What is needed is an exact transcription of every entry below, with the pictures left out.

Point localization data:
################

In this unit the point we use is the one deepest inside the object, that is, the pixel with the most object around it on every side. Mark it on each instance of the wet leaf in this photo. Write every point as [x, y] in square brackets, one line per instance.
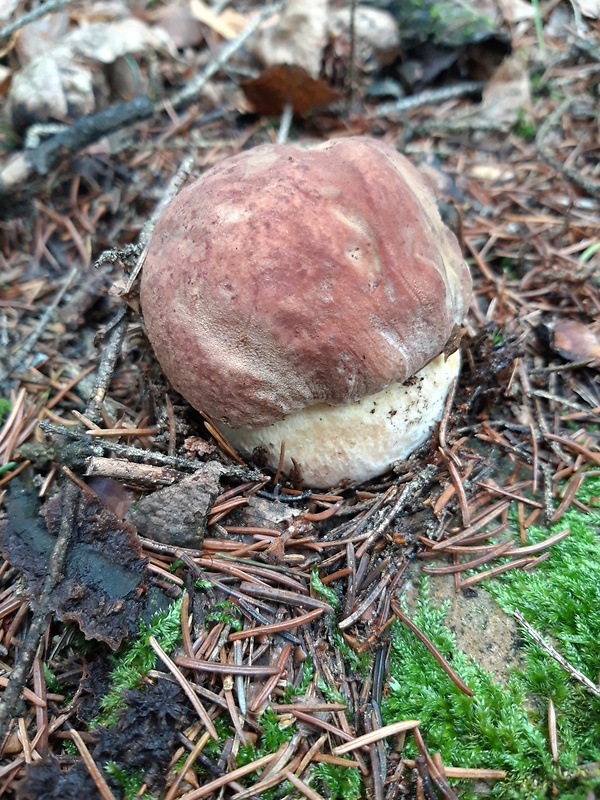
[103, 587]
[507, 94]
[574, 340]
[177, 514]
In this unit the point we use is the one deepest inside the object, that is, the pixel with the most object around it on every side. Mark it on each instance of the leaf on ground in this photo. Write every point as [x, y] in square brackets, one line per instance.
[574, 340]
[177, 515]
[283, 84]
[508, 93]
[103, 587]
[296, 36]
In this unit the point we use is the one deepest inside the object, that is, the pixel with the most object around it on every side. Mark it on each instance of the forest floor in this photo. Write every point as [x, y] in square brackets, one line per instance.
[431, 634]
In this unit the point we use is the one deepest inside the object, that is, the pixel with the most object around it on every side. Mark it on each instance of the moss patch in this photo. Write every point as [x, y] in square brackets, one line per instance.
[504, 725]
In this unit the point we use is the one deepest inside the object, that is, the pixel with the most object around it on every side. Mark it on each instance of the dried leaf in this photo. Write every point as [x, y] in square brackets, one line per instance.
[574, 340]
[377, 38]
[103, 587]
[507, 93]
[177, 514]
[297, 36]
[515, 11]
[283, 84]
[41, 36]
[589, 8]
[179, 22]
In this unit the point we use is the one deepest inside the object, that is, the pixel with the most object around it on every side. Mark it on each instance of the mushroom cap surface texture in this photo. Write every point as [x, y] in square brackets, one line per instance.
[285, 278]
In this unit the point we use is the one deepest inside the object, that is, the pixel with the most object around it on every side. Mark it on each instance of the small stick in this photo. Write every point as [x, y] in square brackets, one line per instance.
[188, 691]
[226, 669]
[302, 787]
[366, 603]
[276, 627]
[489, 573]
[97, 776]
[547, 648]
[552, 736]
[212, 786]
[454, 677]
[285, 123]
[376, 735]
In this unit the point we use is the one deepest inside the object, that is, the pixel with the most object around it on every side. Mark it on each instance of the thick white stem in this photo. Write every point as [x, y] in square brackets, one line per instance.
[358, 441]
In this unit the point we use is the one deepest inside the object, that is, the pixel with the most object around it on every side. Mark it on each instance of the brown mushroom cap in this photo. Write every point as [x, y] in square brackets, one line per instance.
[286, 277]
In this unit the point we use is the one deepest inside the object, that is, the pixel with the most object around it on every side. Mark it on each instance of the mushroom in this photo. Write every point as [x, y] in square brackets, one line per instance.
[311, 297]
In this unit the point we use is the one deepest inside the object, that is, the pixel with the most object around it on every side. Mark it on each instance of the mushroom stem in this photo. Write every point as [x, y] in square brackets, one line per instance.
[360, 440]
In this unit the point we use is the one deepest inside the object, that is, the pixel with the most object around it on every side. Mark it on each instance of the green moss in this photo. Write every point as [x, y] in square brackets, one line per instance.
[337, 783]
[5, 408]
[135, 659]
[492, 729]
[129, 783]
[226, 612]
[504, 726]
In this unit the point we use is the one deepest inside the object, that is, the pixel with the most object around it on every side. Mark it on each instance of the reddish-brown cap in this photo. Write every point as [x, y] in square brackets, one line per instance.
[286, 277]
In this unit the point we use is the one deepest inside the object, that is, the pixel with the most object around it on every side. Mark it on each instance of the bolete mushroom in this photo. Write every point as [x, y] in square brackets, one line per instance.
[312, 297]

################

• _RESPONSE BELOW_:
In this unit the point we use is the one deepest inside the object, that is, the pixel with the most object around it on every side. Mark it on each instance of the wet leaf in this photo. Write every point as [x, y] in square brackets, one line per instance.
[103, 587]
[507, 94]
[574, 340]
[177, 514]
In this unit the point we use is the one deepest inside the object, that is, the pixel with the most object around it on every side. Mark it on each instance of the leaf on ground in this photo. Write every point as [x, y] in square brackets, one line per instance.
[574, 340]
[177, 515]
[283, 84]
[508, 93]
[103, 587]
[296, 36]
In this unit the point we use is the one deepest inside the object, that is, the pixel with the most object around it on every side. Mark it on each instance of the forest floor in this photo. Write every point as [x, y] in square brackets, one line per instance.
[431, 634]
In this unit the point we use is the one deepest inside the object, that is, the pixel with the most object around it on every side. Mark it on each instance of the moss patch in this photo. Write every point as [x, y] in square brackets, one line per instance.
[504, 725]
In this unit the point we use is the one deepest inside the object, that is, the pixel with the most object around it on every side. Mark it on each instance of the dried leaf in this photo. Write every point as [x, y] in square brackets, one line per instance.
[574, 340]
[377, 38]
[103, 587]
[507, 93]
[177, 514]
[297, 36]
[515, 11]
[283, 84]
[41, 36]
[589, 8]
[179, 22]
In this unit the point we use is the one deepest inside the object, that is, the pixel with the most object around it on every side. Mark it on each instance of the mushroom cap surface texture in this photo. Write every point as [x, y] in square brackets, one line per instance.
[285, 278]
In this unit the point we use is the one deepest inside the object, that is, the pixel with the most object around it on every side. Mark it on each instance of the small stick in this photo. Write every point as [x, y] in square brackets, one line per instance.
[188, 691]
[226, 669]
[302, 787]
[366, 603]
[276, 627]
[489, 573]
[97, 776]
[547, 648]
[552, 736]
[212, 786]
[454, 677]
[285, 123]
[376, 735]
In this unit the point we use is the one deepest inside the object, that is, the pixel with the most object around it on every side. Mark it on each instance of the thick white stem in this photo. Write every point as [x, y] in square brackets, one line per instance.
[358, 441]
In this unit the point we use is the one deepest inside the object, that is, the pixel with the most object around it on every side. Mark it on each instance of the brown mushroom cap in this photo. Write every point as [x, y] in square brackets, one line per instance.
[286, 277]
In this unit the point we use is the one deepest inside the object, that is, the pixel with the most object around it on every side. Mark it on each instance of the mushroom in this photo. Write every point as [x, y] in square brackets, one line per instance.
[311, 297]
In this unit the point we use is the one deepest inside the object, that is, the pixel with the most object around it on every side. Mark it on each instance of the mushroom stem in this photo. Write every point as [x, y] in square brackets, one line per instance.
[360, 440]
In this unit the point we use is the one deepest inside the object, that is, the pixel with the most object around it on every side. Mark it on each instance of the green moss in this photo. Write every point as [x, y] in square brackets, one line per instance.
[337, 783]
[5, 408]
[135, 659]
[492, 729]
[129, 783]
[226, 612]
[504, 726]
In this unit the point we use is the one deepest inside the object, that is, the pixel with the most object around it on every side. Mark it on each instance of the reddish-brown cap in this photo. Write every point as [x, y] in square brackets, one line per instance.
[286, 277]
In this unit the point we use is the one deepest inside the object, that is, the pixel with the most object around it on every side. Mark it on each instance of the bolete mushroom in this photo. Write every point as [x, y] in square brackets, one line per instance.
[312, 297]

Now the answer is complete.